PROBLEM DESCRIPTION
Extract every line of the material below word for word, leaving out the pictures.

=== THE INPUT ===

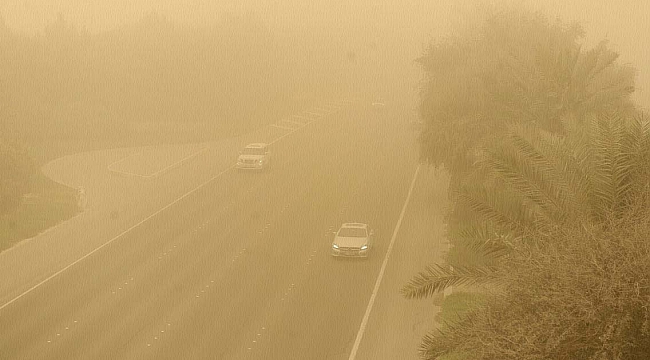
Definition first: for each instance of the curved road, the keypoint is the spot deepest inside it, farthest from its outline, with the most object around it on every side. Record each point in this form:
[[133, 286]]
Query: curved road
[[239, 268]]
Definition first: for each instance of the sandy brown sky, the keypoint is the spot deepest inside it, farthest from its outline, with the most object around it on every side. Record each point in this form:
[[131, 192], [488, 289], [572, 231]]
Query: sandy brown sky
[[626, 23]]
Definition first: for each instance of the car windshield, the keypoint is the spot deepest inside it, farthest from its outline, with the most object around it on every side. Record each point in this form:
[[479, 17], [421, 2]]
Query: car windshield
[[352, 232], [253, 151]]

===

ANSWER TO THIS TASK
Definition first: for each instance of the curved road, the keypoint is the spot deepest inside it, farthest from its outline, with the most object around it on every side. Record each point in this form:
[[133, 286]]
Query: curved road
[[239, 268]]
Definition first: for each instance of the sandy brown sky, the keypoint is the spot deepest inside it, farthest from its outline, with the most object around it on every side. Record each point in this form:
[[131, 192], [488, 289], [572, 231]]
Query: sandy brown sky
[[626, 23]]
Definition first: for each instance of the car windshield, the keypoint is the spot deepest inside it, farthest from its outline, with the most object around it on every side. Record each point in this form:
[[479, 17], [421, 2]]
Query: car windshield
[[352, 232], [253, 151]]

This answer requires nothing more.